> [Task item]:
Since only the words are wanted, reproduce every entry exactly and leave the images behind.

*** Opening Dataset extract ***

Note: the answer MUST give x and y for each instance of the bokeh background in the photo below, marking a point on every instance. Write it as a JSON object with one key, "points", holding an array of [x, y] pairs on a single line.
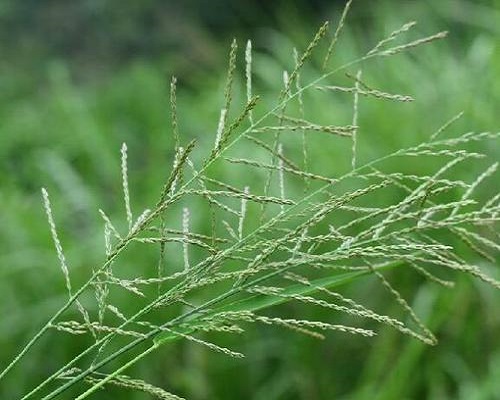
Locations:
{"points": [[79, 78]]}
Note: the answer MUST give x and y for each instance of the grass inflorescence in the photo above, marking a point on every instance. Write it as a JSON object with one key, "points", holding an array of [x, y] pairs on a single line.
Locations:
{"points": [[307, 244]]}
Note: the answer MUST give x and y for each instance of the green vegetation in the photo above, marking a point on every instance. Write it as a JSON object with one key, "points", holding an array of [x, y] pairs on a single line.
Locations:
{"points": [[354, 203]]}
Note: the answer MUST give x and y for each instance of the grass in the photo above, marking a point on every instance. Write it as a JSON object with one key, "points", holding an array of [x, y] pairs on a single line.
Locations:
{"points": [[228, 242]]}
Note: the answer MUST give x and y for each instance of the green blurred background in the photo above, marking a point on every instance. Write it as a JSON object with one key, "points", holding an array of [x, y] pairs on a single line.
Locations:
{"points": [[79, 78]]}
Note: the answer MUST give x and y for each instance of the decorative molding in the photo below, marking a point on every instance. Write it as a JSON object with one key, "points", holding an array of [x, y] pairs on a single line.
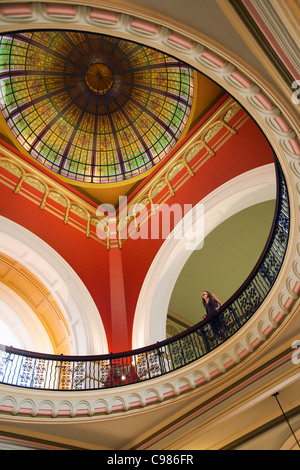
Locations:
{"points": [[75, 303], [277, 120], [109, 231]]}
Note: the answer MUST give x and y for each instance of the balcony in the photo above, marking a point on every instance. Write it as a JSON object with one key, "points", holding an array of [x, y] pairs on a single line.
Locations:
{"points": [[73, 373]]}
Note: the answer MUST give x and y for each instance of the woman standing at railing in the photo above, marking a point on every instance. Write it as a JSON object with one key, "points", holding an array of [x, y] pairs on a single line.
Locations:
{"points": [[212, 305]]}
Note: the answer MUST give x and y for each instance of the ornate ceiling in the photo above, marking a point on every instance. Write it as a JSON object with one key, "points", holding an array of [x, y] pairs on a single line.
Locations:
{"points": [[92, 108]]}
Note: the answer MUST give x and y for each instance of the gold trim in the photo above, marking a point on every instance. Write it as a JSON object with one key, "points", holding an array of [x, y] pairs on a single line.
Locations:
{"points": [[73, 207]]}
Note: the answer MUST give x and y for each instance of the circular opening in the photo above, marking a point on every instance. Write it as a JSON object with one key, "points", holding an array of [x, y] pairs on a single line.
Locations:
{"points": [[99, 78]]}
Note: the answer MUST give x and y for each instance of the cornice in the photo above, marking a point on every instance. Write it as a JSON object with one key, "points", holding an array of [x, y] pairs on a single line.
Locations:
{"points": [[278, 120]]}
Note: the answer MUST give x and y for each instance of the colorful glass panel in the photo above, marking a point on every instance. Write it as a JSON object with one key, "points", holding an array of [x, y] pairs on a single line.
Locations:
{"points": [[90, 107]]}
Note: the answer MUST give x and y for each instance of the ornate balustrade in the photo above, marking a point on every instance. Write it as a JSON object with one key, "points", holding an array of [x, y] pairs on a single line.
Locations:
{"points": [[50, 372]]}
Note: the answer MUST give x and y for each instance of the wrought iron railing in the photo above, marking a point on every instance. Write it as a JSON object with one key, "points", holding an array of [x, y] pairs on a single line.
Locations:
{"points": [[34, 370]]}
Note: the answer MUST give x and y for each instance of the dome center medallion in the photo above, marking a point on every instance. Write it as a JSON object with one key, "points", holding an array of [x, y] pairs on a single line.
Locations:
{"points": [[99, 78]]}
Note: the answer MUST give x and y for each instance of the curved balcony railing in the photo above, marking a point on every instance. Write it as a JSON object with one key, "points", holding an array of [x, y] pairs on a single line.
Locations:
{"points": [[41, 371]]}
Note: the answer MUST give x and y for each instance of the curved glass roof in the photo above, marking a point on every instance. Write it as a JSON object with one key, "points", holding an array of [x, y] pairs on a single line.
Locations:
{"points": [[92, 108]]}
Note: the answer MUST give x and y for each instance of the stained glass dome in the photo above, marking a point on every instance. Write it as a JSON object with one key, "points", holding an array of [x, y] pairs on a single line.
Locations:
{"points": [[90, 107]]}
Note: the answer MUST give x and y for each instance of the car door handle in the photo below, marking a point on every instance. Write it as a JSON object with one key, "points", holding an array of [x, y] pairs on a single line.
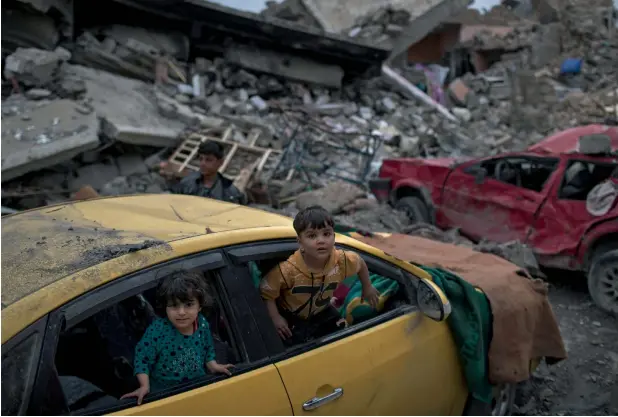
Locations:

*** Closing Dataset extract ***

> [Answer box]:
Note: the answer MUST give x and y for each instance of the bokeh background in the photo below, marking a point on every instance. Write it as a JSON object with one key, "points", holding an array of [x, y] pairs on a single line.
Locations:
{"points": [[79, 78]]}
Note: the answer MUST give x and y for each instance of the grass inflorescence in the photo above, marking a point on every instance. Write it as a JSON object with one key, "points", holding an array of [x, y] pairs on a single line.
Locations:
{"points": [[307, 244]]}
Note: the answer MUST give x and y for each instance of the green vegetation in the photo above, marking a point on every instance. Write it as a JSON object with one key, "points", holding an array of [x, y] pairs on a single line.
Locations:
{"points": [[354, 203]]}
Note: the answer MUST give x and y for each instance of the grass in the photo above, marking a point on every instance. Write it as a JSON object with one key, "points", holding an array of [x, y] pairs on a single line.
Locations:
{"points": [[228, 242]]}
Note: the answer MUST give x and y for each instance of the green blurred background in the photo above, marking a point on every instance. Write it as a JSON object with one key, "points", holding an array of [x, y] pairs on a single line.
Locations:
{"points": [[79, 78]]}
Note: the answer MUST give x and y for each instance of the decorative molding in the photo below, marking a point on every instance. Write it as a JSON object with one key, "points", holding an array of [x, y] pairs on a single line.
Locations:
{"points": [[75, 303], [277, 120], [109, 231]]}
Note: the answer MUST give x and y for each instance of the balcony in the photo above, marking a point on every instance. Write it as a JSON object with one key, "points", holding an array of [x, y] pairs on a single line.
Locations:
{"points": [[73, 373]]}
Note: the answer MUST give x and y for each instance of the woman standing at railing in the photo above, marking a point on every instance. Write it as a JSON object with one key, "points", holding an array of [x, y] pairs on a single line.
Locations:
{"points": [[212, 305]]}
Note: the answer MUST give x and y for each instance of the ornate ceiling in the photo above, marking a point on every instance. Write it as a JSON object with one key, "points", holding an array of [x, y] pairs on a single line.
Locations:
{"points": [[92, 108]]}
Note: the answer MUST give x and y for each instance of the gold trim in the photo above, marking a point on every instance. Write it as a JSON object with one key, "points", holding an array of [x, y] pairs on a single line.
Locations:
{"points": [[73, 207]]}
Note: the answer MUST give x and y for each instance of the circular opening in the photo above, marking a point on every instance. Write it as a JSON object with one key, "points", holding an array of [x, y] pairs on a single line.
Locations:
{"points": [[99, 78]]}
Note: the answer MUST give x and y for each instance of the cornice in the photo above, marking a point on every instance. Write it as a JSON object with one key, "points", holding an array of [x, y] pairs on a single line.
Locations:
{"points": [[278, 120]]}
Note: the answer MUST give x and y for each instance of the colorful glass panel in the photo above, marking a point on every instance. Write it as a JSON object with one key, "points", holding an array of [x, y] pairs on a single line.
Locations:
{"points": [[90, 107]]}
Note: the answer MUST give x and y for each instance of the ornate balustrade in the photo above, marking a point on every instance. Write it as a JSON object with one key, "points", holding an array of [x, y] pairs on a single line.
Locations:
{"points": [[50, 372]]}
Note: the answer MUST give x and y for each instance of the wrought iron railing in the photo above, marking a point on every instance. Write it as a JSON object with one key, "points", holding an array of [x, y] pairs on a single line.
Locations:
{"points": [[34, 370]]}
Note: the answer MUST give x and y for each instance of the dome center medallion in the photo above, marking a point on every instance. Write it as a JSON object with one key, "points", holding an array of [x, y] pairs on a single line.
Locations:
{"points": [[99, 78]]}
Note: the answer MUST give x and y for each instance of the curved balcony railing in the photo above, marking a point on every instance. Write it as a JSON object with one key, "points", holding an array of [x, y] pairs on a single line.
Locations:
{"points": [[41, 371]]}
Note: the answer MUST give x and y for each instance of the curved glass roof in the photo above, marking a point on every instance. Write it as a JSON object with one key, "points", holding an array of [x, y] pairs on a single line.
Locations:
{"points": [[92, 108]]}
Note: the answer MUST give x and y for each instance of the stained glass dome in the photo above, marking a point on every instance. Write it as a JSON object with one key, "points", holding an array of [x, y] pairs on a single line.
Locations:
{"points": [[90, 107]]}
Note: the answer MUST give x and y for each instance of the car door handle in the photo below, marking a point on every instance. Write it as a JSON object with one key, "points", holding an array of [x, y] pairs on a single line.
Locations:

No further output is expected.